"""

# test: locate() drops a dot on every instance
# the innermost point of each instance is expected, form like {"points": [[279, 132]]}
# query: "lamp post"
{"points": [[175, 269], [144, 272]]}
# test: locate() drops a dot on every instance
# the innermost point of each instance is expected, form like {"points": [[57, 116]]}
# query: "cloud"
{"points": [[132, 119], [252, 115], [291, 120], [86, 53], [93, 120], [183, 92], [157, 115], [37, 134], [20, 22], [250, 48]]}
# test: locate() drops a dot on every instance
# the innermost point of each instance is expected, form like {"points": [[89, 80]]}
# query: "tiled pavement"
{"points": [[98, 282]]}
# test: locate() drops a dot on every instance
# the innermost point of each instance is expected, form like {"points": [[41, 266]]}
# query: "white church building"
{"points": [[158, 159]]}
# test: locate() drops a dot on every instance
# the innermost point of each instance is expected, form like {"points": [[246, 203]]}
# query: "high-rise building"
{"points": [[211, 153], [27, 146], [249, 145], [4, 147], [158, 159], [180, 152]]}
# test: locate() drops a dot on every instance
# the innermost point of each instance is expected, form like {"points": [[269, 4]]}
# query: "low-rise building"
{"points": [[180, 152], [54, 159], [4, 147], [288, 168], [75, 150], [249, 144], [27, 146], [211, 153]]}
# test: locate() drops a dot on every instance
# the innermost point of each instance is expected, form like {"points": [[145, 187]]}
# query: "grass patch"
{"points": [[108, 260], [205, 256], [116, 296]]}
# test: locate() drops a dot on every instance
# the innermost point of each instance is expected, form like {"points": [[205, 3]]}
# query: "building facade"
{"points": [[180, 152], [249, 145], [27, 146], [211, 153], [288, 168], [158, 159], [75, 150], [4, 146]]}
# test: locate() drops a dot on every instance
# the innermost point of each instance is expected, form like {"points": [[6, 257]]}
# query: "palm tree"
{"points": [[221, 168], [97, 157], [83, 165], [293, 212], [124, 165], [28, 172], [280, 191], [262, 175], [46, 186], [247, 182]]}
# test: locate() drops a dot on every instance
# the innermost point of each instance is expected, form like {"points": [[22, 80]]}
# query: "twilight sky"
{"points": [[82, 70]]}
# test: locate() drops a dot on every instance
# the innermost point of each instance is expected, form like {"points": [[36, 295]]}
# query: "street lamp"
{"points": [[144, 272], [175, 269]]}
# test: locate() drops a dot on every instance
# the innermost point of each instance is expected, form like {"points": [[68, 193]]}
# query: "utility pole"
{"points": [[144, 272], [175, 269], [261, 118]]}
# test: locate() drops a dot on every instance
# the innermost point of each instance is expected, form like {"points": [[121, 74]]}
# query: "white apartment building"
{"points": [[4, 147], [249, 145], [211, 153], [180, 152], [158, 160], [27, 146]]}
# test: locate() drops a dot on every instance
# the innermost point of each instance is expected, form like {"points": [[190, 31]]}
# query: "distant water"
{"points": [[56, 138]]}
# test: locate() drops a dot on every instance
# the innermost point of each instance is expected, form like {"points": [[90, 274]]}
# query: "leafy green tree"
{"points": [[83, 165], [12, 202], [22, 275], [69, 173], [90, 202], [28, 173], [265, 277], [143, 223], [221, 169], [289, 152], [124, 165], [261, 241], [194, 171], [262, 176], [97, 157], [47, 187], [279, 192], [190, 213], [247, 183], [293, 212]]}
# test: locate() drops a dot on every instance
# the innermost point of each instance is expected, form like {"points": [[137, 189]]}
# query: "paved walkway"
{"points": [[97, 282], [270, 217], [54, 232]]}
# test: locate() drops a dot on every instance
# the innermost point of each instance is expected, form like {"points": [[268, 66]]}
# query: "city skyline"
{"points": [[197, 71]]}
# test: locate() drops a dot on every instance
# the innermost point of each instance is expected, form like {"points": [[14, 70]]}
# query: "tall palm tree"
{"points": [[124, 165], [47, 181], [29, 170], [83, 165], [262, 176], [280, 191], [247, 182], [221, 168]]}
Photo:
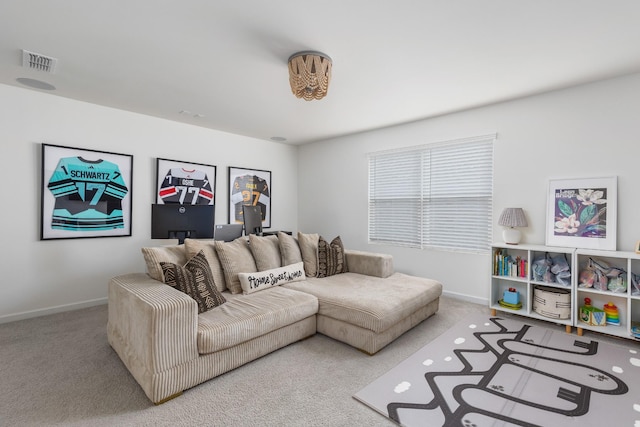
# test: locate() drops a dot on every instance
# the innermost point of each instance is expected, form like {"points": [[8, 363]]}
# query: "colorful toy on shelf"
{"points": [[592, 315], [510, 299], [635, 330], [612, 315], [511, 296]]}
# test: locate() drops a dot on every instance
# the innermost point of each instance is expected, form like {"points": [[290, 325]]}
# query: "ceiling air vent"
{"points": [[39, 62]]}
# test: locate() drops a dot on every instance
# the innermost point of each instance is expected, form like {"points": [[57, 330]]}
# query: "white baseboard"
{"points": [[99, 301], [51, 310], [468, 298]]}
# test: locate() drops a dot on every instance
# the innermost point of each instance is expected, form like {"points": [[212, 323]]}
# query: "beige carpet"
{"points": [[59, 370]]}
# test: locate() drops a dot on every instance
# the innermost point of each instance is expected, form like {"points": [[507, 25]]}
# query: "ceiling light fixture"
{"points": [[309, 74]]}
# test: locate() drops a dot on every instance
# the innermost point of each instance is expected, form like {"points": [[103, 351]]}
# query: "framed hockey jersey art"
{"points": [[250, 187], [85, 193], [185, 183]]}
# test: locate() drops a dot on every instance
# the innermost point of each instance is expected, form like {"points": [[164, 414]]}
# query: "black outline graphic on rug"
{"points": [[510, 357]]}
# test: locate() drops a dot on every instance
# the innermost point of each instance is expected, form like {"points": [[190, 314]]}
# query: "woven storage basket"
{"points": [[552, 302]]}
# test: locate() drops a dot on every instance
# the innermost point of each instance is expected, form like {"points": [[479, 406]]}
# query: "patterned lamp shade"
{"points": [[512, 217]]}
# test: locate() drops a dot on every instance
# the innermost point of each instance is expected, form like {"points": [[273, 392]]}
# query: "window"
{"points": [[437, 195]]}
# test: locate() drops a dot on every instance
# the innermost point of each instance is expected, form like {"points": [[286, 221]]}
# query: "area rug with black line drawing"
{"points": [[493, 371]]}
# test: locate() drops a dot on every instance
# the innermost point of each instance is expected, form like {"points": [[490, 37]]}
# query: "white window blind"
{"points": [[437, 195]]}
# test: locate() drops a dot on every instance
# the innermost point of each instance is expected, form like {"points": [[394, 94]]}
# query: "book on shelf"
{"points": [[507, 265]]}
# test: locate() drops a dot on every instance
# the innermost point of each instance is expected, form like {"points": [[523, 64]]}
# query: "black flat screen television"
{"points": [[252, 217], [175, 221]]}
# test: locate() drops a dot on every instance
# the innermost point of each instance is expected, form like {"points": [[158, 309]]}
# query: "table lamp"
{"points": [[511, 218]]}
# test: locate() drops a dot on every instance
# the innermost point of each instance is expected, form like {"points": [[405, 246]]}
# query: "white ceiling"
{"points": [[393, 61]]}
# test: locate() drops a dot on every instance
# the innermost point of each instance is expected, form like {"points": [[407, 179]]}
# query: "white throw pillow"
{"points": [[254, 282]]}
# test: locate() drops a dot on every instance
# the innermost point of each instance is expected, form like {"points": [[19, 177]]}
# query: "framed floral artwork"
{"points": [[85, 193], [581, 213]]}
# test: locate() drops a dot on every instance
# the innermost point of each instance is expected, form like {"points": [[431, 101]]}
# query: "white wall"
{"points": [[587, 131], [40, 277]]}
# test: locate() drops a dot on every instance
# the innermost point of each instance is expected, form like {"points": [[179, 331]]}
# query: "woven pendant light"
{"points": [[309, 74]]}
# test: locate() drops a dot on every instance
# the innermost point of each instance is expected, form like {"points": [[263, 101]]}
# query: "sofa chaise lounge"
{"points": [[169, 345]]}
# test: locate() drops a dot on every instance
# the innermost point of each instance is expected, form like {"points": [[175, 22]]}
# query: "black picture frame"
{"points": [[249, 187], [85, 193], [197, 182]]}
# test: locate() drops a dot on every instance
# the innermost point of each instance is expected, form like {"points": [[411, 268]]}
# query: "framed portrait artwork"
{"points": [[581, 213], [185, 183], [251, 187], [85, 193]]}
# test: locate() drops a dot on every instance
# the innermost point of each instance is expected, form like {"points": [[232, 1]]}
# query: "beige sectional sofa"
{"points": [[169, 345]]}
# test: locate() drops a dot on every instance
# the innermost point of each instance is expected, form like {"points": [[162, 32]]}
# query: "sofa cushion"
{"points": [[289, 249], [331, 259], [254, 282], [208, 247], [194, 279], [244, 317], [309, 249], [175, 254], [266, 251], [235, 258], [372, 303]]}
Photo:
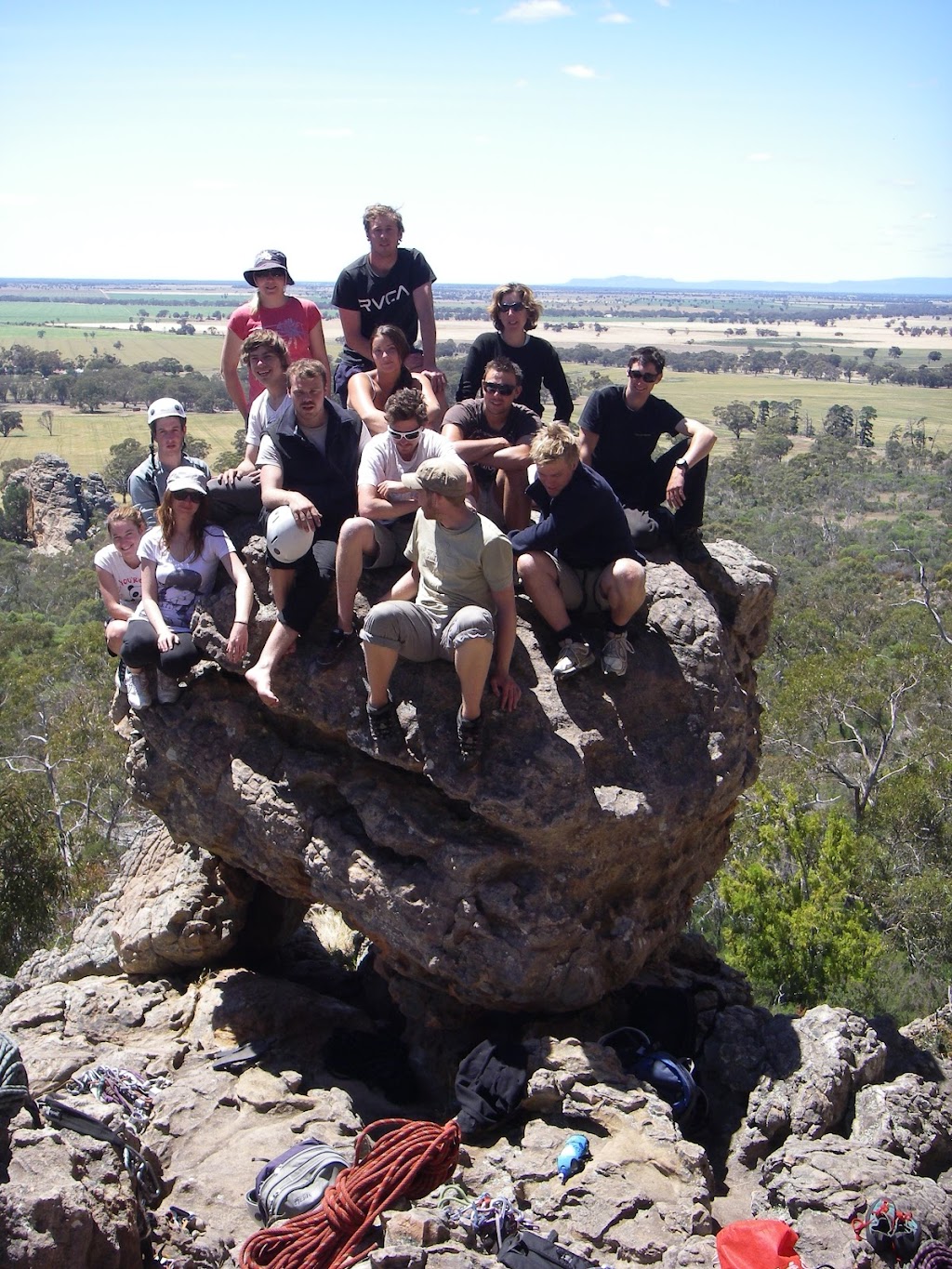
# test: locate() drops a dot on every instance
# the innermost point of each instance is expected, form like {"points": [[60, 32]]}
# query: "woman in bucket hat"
{"points": [[179, 562], [298, 322]]}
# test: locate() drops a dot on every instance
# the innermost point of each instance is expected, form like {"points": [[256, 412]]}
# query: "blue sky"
{"points": [[542, 139]]}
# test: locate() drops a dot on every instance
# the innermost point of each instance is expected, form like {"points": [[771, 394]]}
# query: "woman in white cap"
{"points": [[179, 562], [166, 451], [298, 322]]}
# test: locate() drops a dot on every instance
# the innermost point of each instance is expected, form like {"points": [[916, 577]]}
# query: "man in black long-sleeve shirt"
{"points": [[577, 559]]}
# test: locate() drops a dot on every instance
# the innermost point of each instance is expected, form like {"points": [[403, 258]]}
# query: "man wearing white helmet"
{"points": [[166, 451]]}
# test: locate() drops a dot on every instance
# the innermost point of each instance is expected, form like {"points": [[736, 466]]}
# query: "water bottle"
{"points": [[573, 1155]]}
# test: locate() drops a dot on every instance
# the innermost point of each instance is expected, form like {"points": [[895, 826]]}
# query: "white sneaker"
{"points": [[615, 654], [166, 688], [574, 656], [138, 691]]}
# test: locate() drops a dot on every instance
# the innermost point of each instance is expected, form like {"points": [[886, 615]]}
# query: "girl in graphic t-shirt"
{"points": [[179, 562], [298, 322]]}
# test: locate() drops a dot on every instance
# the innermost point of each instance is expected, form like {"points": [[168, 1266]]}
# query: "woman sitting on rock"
{"points": [[179, 562], [368, 391]]}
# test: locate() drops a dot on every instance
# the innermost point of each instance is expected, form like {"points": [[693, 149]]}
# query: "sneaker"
{"points": [[166, 689], [906, 1236], [615, 654], [384, 723], [575, 656], [691, 547], [469, 733], [138, 691], [336, 645]]}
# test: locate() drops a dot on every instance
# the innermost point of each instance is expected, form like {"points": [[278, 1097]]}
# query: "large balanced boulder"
{"points": [[545, 879]]}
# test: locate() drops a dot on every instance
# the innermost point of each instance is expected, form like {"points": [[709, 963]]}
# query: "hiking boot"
{"points": [[385, 725], [906, 1236], [138, 691], [691, 547], [337, 641], [166, 689], [615, 654], [469, 733], [574, 657]]}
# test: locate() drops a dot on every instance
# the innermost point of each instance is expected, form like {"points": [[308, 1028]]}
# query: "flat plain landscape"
{"points": [[110, 320]]}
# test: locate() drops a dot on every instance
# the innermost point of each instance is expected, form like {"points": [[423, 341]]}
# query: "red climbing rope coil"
{"points": [[393, 1160]]}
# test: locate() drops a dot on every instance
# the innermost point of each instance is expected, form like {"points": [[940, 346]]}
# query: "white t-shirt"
{"points": [[381, 461], [180, 583], [261, 416], [127, 577]]}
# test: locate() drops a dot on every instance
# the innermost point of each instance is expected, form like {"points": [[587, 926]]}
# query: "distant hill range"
{"points": [[941, 287]]}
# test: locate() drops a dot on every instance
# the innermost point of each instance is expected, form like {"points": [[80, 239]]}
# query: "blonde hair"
{"points": [[553, 442]]}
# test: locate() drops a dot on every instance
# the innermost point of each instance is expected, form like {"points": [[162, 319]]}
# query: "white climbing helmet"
{"points": [[287, 541]]}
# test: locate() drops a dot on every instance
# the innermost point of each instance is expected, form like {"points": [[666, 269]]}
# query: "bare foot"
{"points": [[261, 681]]}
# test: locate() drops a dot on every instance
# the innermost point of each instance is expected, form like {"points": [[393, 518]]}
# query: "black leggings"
{"points": [[139, 650]]}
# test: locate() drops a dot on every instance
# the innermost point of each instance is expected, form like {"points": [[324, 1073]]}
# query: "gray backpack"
{"points": [[14, 1085], [295, 1182]]}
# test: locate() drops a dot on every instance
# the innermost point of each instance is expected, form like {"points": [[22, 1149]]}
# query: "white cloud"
{"points": [[536, 10], [327, 134]]}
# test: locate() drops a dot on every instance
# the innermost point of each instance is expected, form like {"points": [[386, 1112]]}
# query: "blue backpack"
{"points": [[671, 1078]]}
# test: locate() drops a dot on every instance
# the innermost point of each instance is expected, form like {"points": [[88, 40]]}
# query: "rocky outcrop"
{"points": [[649, 1196], [542, 880], [61, 504]]}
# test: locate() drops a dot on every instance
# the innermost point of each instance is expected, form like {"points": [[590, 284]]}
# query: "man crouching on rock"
{"points": [[461, 573], [312, 469]]}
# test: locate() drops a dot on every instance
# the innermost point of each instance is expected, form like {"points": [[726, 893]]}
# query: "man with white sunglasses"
{"points": [[378, 533], [663, 496]]}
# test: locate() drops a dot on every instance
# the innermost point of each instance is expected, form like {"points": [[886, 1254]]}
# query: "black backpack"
{"points": [[527, 1250]]}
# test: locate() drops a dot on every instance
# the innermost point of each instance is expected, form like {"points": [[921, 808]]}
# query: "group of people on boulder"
{"points": [[479, 497]]}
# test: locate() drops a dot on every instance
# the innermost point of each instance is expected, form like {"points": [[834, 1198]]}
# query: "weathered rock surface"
{"points": [[649, 1196], [542, 880], [61, 504]]}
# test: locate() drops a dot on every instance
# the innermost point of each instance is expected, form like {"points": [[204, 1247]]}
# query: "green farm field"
{"points": [[84, 439], [201, 350], [695, 395]]}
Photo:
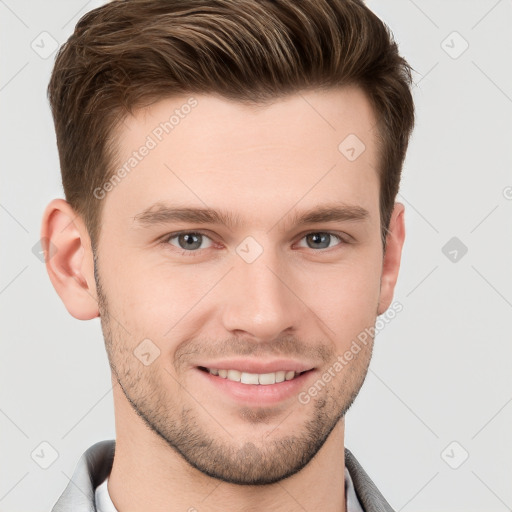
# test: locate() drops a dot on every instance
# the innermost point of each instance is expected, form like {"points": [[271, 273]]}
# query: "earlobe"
{"points": [[391, 261], [69, 259]]}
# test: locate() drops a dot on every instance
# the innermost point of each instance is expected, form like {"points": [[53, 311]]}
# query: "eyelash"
{"points": [[197, 252]]}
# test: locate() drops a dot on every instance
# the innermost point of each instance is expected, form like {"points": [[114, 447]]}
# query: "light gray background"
{"points": [[441, 369]]}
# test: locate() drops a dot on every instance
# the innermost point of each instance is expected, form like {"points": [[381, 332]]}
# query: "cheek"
{"points": [[347, 301]]}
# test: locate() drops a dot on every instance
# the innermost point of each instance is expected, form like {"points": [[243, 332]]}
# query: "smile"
{"points": [[262, 379]]}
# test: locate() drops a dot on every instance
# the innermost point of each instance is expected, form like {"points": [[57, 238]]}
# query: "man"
{"points": [[230, 171]]}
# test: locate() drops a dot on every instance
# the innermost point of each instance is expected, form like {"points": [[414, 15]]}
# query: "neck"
{"points": [[148, 473]]}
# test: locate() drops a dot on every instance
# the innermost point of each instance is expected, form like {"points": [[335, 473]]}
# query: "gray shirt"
{"points": [[95, 465]]}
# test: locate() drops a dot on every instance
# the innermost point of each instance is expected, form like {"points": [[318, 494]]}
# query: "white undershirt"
{"points": [[104, 503]]}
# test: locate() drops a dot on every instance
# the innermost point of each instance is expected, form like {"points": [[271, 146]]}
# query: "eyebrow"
{"points": [[162, 213]]}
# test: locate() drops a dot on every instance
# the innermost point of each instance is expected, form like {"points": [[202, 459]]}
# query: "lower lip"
{"points": [[258, 394]]}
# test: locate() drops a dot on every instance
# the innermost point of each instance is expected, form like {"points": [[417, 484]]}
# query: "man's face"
{"points": [[260, 298]]}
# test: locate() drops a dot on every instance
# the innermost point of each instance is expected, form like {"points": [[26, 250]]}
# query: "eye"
{"points": [[189, 241], [321, 240]]}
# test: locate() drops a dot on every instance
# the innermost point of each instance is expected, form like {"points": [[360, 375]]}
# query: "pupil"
{"points": [[320, 238], [191, 241]]}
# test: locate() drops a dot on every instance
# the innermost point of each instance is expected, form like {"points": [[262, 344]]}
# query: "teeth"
{"points": [[263, 379]]}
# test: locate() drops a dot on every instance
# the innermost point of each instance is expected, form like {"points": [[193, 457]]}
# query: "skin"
{"points": [[181, 442]]}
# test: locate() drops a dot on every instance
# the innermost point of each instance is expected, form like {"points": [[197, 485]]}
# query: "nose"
{"points": [[259, 299]]}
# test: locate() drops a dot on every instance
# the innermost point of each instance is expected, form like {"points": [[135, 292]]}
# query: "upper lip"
{"points": [[258, 366]]}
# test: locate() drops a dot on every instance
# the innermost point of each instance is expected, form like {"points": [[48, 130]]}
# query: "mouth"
{"points": [[259, 379]]}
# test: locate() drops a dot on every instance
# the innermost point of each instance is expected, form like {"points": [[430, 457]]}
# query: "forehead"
{"points": [[311, 147]]}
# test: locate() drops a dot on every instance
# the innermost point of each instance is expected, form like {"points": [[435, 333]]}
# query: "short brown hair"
{"points": [[131, 53]]}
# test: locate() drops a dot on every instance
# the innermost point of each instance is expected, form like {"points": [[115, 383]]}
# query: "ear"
{"points": [[391, 262], [69, 259]]}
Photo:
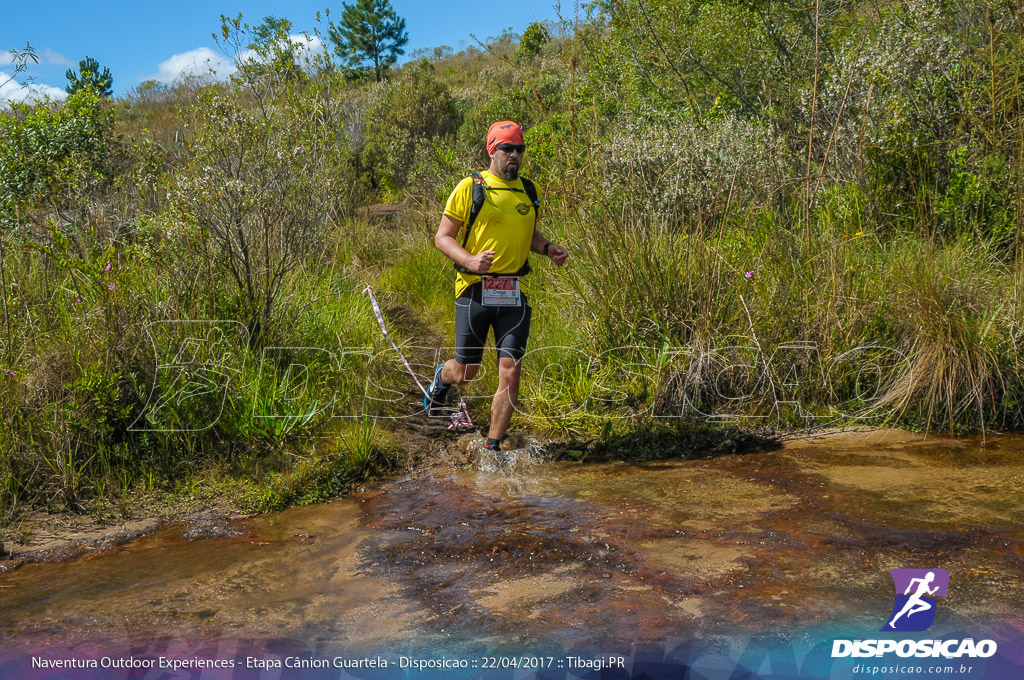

"""

[Written request]
Please pull out every line above that contains the word "lamp". Case counts.

[Response to the exercise]
# query: "lamp post"
# query: "street lamp"
# query: "patterned lamp shade"
# query: "table lamp"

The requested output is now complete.